> WHAT NEEDS TO BE DONE
Repeat, exactly as written, all of the entries, but not their pictures.

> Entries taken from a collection

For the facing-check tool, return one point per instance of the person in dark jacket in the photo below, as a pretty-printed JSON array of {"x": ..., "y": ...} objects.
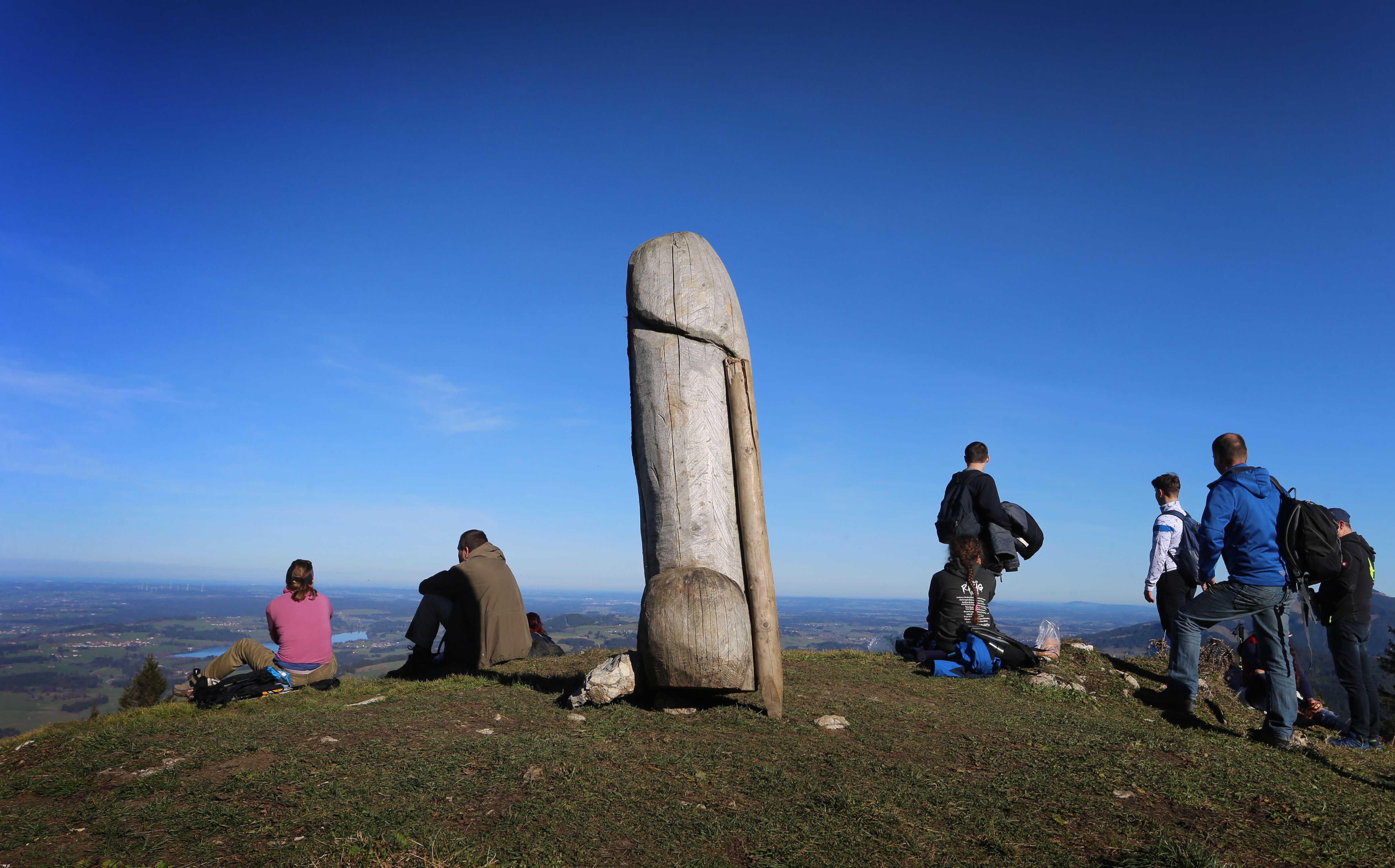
[
  {"x": 480, "y": 606},
  {"x": 1345, "y": 606},
  {"x": 960, "y": 595},
  {"x": 1255, "y": 687},
  {"x": 987, "y": 504},
  {"x": 1242, "y": 525}
]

> ANSWER SECTION
For the facing-check tool, return one point per instance of the person in dark jacket in the photo below, as a pretty-printed JSON array of {"x": ..., "y": ...} objects.
[
  {"x": 480, "y": 606},
  {"x": 1345, "y": 606},
  {"x": 960, "y": 595},
  {"x": 1255, "y": 687},
  {"x": 987, "y": 504},
  {"x": 1242, "y": 525}
]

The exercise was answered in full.